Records
※ ※ ※

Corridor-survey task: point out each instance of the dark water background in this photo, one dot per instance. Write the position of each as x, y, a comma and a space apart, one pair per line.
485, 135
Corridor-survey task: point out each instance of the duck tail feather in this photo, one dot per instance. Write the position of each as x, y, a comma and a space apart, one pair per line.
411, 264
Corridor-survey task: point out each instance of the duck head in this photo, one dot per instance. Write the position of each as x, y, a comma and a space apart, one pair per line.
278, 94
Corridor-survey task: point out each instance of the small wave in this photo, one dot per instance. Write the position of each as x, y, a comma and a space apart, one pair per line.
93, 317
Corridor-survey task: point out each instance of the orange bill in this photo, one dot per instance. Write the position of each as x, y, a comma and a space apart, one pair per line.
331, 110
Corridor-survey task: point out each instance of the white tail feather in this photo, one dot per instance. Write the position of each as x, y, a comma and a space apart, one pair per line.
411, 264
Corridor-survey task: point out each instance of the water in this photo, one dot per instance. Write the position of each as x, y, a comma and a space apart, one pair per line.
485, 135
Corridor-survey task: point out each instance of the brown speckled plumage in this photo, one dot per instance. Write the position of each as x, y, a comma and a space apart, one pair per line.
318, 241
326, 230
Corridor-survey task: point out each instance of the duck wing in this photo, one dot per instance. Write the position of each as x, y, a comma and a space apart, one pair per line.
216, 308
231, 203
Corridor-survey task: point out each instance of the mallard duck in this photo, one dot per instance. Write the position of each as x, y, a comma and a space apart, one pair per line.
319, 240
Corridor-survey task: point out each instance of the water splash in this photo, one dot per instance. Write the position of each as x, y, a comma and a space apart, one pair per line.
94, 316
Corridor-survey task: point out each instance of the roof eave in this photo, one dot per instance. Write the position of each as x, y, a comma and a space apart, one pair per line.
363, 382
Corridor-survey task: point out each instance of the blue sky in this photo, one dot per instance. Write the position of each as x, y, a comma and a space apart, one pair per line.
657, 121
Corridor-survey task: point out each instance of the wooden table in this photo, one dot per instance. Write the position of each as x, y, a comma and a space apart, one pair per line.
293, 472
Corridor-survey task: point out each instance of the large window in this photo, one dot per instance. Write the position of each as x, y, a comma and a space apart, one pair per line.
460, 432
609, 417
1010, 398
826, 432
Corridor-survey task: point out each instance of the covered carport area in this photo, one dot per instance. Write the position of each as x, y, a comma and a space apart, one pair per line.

※ ※ ※

■ What to work on ■
Could you repeat the material from the line containing "Corridor-survey task: point out each instance of the large" through the end, switching "large window" to "wide window" and leaving everything else as it is?

■ Complete response ■
Corridor-survey task: point out each instance of the wide window in this photo, one dot per instance. Write the position of each as x, y, a comma and a space apart, one pair per line.
460, 432
609, 417
1010, 398
826, 432
Corridor-survey task: point out each instance of the covered carport area in this photo, one dot per instance. Write the position of each as x, y, a comma and a space apart, one pair per line.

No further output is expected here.